━━ Material for this exercise ━━
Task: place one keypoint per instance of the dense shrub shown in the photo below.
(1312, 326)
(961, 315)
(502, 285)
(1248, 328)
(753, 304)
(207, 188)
━━━
• _Problem to work on_
Your task is to retype the data exactly, with no line missing.

• _Solution to the problem_
Task: place one keypoint per instance of the dense shrub shown in the photo below.
(1312, 326)
(961, 315)
(502, 285)
(1248, 328)
(753, 304)
(207, 188)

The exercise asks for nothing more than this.